Task to complete → Continue the article below about Burger King's free smartphone promotion, starting right after its last sentence.

Provided passage →
## begin

Whopper of a Burger King deal: A side of free smartphone

Burger King offers a free Android smartphone with your chicken fries, but the fine print shows it's business as usual. Crave's Amanda Kooser digs in.

Burger King Android app
Take a bite out of smartphone prices. Amanda Kooser/CNET

Burger King wants its customers to use its new branded mobile app for Android. It wants this so bad, the fast-food company is giving away Android smartphones. This promotion is quite a bit more advanced than the usual "Jungle Book" toys or "Star Wars" glasses giveaways.

You can't just roll up into the drive-through lane at your local BK and get a deep-fried Galaxy S3 dropped into your bag next to your Whopper. The offer is available online and it does have some strings attached. The free phone requires a new or upgraded two-year agreement with AT&T, Sprint, or Verizon. This comes with all the usual rigmarole of signing up with a cell service provider, including possible credit checks, activation fees, early termination fees, and deposits.

## end

Data rows →
## begin

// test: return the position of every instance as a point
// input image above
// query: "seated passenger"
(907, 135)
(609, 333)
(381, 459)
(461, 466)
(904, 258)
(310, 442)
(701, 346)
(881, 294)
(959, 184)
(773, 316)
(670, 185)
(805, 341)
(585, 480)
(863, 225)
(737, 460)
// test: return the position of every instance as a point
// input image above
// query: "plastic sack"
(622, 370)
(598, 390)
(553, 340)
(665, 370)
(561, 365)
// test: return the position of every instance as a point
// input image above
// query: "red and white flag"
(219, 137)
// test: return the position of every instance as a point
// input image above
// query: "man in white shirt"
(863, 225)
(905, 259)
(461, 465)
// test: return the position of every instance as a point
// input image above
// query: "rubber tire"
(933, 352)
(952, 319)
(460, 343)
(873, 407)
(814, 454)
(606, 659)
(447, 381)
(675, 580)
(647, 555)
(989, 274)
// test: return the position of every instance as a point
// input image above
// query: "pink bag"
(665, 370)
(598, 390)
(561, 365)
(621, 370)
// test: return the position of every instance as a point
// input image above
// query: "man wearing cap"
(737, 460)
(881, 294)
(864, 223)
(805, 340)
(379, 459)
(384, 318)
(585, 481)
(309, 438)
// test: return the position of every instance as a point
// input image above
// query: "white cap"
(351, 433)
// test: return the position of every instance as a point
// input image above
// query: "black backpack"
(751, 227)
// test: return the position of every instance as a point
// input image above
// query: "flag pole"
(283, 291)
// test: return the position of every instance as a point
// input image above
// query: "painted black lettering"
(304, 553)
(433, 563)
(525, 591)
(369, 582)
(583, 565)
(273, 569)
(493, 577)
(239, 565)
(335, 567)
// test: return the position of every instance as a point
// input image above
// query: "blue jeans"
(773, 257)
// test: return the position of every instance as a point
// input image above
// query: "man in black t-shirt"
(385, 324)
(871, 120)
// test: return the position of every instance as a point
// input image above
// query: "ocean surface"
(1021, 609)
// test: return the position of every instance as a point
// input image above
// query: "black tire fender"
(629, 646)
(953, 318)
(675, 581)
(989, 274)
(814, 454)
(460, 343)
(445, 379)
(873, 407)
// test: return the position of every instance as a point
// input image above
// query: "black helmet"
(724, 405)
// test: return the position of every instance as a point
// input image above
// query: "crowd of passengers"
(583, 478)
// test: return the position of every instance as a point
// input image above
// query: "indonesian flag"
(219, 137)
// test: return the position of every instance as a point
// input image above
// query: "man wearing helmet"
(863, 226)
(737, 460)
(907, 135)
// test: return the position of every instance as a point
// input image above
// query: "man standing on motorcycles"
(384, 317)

## end

Task answer →
The selection of phones is surprisingly respectable. You won't find the latest flagship models stuffed with all the highest-end specs, but you can choose from models like the Galaxy S3 and Galaxy S4, Motorola's Moto X, and some oddballs like the Casio G'zOne Commando and the LG Enact with a slide-out physical keyboard.

The buying process takes you through to Amazon to complete the checkout. For example, I picked out the Samsung Galaxy S4 Mini on Verizon. Once on Amazon, the cheapest new Verizon individual plan is about $55 per month for 250MB of data. So your free Burger King smartphone will end up costing you the same as any other free-phone deal.

The app itself offers a fairly standard fare of coupons, a restaurant locator, a menu, and mobile payments for certain locations. The Android version of the app is new and seems to be suffering from at least one technical hiccup considering I couldn't get the menu to load. While Burger King hopes you'll be grateful enough to load its app onto your free phone, there's nothing to stop you from also loading up the My Wendy's or Taco Bell app, too.

Since the phones are delivered through normal channels, just like they would be if you ordered them online without the Burger King portal, they won't smell like french-fry oil, flame-broiled beef patties, and forgotten ketchup packets. But if you want to put a slice of cheese on your free smartphone, that's entirely up to you.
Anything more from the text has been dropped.